» Requirement
Are you able to retype all the records below exactly?

==============================

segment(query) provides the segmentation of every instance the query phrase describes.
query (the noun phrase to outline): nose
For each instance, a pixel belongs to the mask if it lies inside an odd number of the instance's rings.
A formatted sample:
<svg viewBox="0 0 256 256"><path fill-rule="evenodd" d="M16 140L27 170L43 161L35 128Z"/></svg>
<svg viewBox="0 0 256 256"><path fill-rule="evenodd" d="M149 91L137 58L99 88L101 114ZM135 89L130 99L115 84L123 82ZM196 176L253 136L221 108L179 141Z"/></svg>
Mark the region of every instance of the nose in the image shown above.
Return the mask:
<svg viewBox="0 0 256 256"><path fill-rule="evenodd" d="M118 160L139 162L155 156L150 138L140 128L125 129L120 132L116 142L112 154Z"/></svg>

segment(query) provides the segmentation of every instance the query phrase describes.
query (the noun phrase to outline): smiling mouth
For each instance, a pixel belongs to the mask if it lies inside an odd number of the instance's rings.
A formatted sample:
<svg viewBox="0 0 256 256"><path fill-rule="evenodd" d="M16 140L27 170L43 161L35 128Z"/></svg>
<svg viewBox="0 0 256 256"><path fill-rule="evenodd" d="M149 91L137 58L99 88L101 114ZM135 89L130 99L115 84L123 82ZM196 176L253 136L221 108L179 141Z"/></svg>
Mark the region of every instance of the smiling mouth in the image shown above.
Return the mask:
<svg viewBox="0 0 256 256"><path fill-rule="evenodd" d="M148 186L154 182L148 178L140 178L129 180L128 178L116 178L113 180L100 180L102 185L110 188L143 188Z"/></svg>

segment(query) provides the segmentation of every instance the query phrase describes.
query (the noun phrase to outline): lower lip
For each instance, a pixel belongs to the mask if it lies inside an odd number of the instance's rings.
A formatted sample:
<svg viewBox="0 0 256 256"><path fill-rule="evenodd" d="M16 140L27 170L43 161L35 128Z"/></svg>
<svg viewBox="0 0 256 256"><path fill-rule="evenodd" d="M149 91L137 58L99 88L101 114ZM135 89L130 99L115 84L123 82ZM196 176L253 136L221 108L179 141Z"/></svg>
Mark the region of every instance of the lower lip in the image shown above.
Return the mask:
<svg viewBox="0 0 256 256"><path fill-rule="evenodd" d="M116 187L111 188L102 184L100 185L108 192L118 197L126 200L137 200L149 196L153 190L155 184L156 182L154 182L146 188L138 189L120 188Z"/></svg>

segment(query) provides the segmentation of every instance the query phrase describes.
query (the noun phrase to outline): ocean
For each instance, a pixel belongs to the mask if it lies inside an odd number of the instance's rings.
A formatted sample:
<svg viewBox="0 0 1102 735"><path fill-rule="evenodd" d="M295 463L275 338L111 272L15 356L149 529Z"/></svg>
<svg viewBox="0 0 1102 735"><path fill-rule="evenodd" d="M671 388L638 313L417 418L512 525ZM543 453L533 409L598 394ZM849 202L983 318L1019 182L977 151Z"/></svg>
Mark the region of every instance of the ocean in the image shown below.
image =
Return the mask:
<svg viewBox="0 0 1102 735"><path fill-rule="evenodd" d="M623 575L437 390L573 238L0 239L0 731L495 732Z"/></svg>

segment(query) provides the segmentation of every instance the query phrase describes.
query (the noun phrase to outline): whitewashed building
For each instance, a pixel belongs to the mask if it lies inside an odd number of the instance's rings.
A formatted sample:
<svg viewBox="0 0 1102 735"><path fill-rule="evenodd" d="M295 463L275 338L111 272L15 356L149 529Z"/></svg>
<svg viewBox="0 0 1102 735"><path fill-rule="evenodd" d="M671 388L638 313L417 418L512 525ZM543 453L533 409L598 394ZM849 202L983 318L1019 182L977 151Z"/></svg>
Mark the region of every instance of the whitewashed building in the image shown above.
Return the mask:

==============================

» Finished exercise
segment(query) provides the segmentation of every instance the query phrase describes.
query (the noun phrase to outline): nose
For each instance, a pixel belongs to the mask if it lies inside an odd number of the instance's rings.
A formatted sample:
<svg viewBox="0 0 256 256"><path fill-rule="evenodd" d="M16 140L27 170L43 161L35 128Z"/></svg>
<svg viewBox="0 0 256 256"><path fill-rule="evenodd" d="M149 91L137 58L99 88L101 114ZM135 89L130 99L115 84L123 82ZM196 176L253 136L221 108L179 141Z"/></svg>
Mark the region of every instance of the nose in the image shown above.
Return the mask:
<svg viewBox="0 0 256 256"><path fill-rule="evenodd" d="M118 160L139 162L155 156L150 138L140 128L125 129L120 132L116 142L112 154Z"/></svg>

segment(query) provides the segmentation of every instance the query phrase describes.
query (the noun phrase to outline): smiling mouth
For each instance, a pixel belongs to the mask if it lies inside an odd number of the instance's rings.
A formatted sample:
<svg viewBox="0 0 256 256"><path fill-rule="evenodd" d="M16 140L27 170L43 161L35 128Z"/></svg>
<svg viewBox="0 0 256 256"><path fill-rule="evenodd" d="M149 91L137 58L99 88L101 114ZM135 89L130 99L115 84L123 82ZM196 176L253 136L221 108L179 141Z"/></svg>
Mark the region of every instance of the smiling mouth in the image shown above.
Return the mask:
<svg viewBox="0 0 256 256"><path fill-rule="evenodd" d="M148 186L154 182L148 178L140 178L129 180L128 178L116 178L113 180L100 180L102 185L110 188L143 188Z"/></svg>

segment(query) provides the segmentation of every instance the query phrase describes.
query (the noun phrase to outline): lower lip
For each instance, a pixel belongs to the mask if it lies inside an odd number of the instance's rings.
A formatted sample:
<svg viewBox="0 0 256 256"><path fill-rule="evenodd" d="M16 140L27 170L43 161L35 128Z"/></svg>
<svg viewBox="0 0 256 256"><path fill-rule="evenodd" d="M149 91L137 58L99 88L101 114ZM135 89L130 99L115 84L123 82ZM196 176L253 136L221 108L179 141Z"/></svg>
Mark the region of every instance of the lower lip in the image shown above.
Return the mask:
<svg viewBox="0 0 256 256"><path fill-rule="evenodd" d="M116 187L111 188L102 184L100 185L108 192L118 197L126 200L137 200L149 196L153 190L155 184L156 182L154 182L146 188L138 189L120 188Z"/></svg>

segment(query) provides the segmentation of every instance the query phrase describes.
query (the noun phrase to outline): ocean
For each instance, a pixel belongs to the mask if it lies inside an odd number of the instance's rings.
A formatted sample:
<svg viewBox="0 0 1102 735"><path fill-rule="evenodd" d="M295 463L275 338L111 272L15 356L149 529Z"/></svg>
<svg viewBox="0 0 1102 735"><path fill-rule="evenodd" d="M671 388L638 313L417 418L512 525ZM543 453L533 409L598 394ZM849 202L983 318L1019 182L977 151Z"/></svg>
Mark the region of every instance of the ocean in the image shown below.
image =
Return the mask:
<svg viewBox="0 0 1102 735"><path fill-rule="evenodd" d="M623 575L437 390L573 238L0 239L0 731L495 732Z"/></svg>

segment(query) provides the segmentation of every instance the query phrase describes.
query (the noun phrase to outline): whitewashed building
For each instance, a pixel belongs to the mask if it lies inside an odd number of the instance's rings.
A formatted sample:
<svg viewBox="0 0 1102 735"><path fill-rule="evenodd" d="M295 463L275 338L111 272L15 356L149 529Z"/></svg>
<svg viewBox="0 0 1102 735"><path fill-rule="evenodd" d="M671 388L638 313L417 418L512 525ZM543 453L533 409L598 394ZM849 202L983 318L1019 182L977 151Z"/></svg>
Mark the region of every instance of the whitewashed building in the image shown above.
Return the mask:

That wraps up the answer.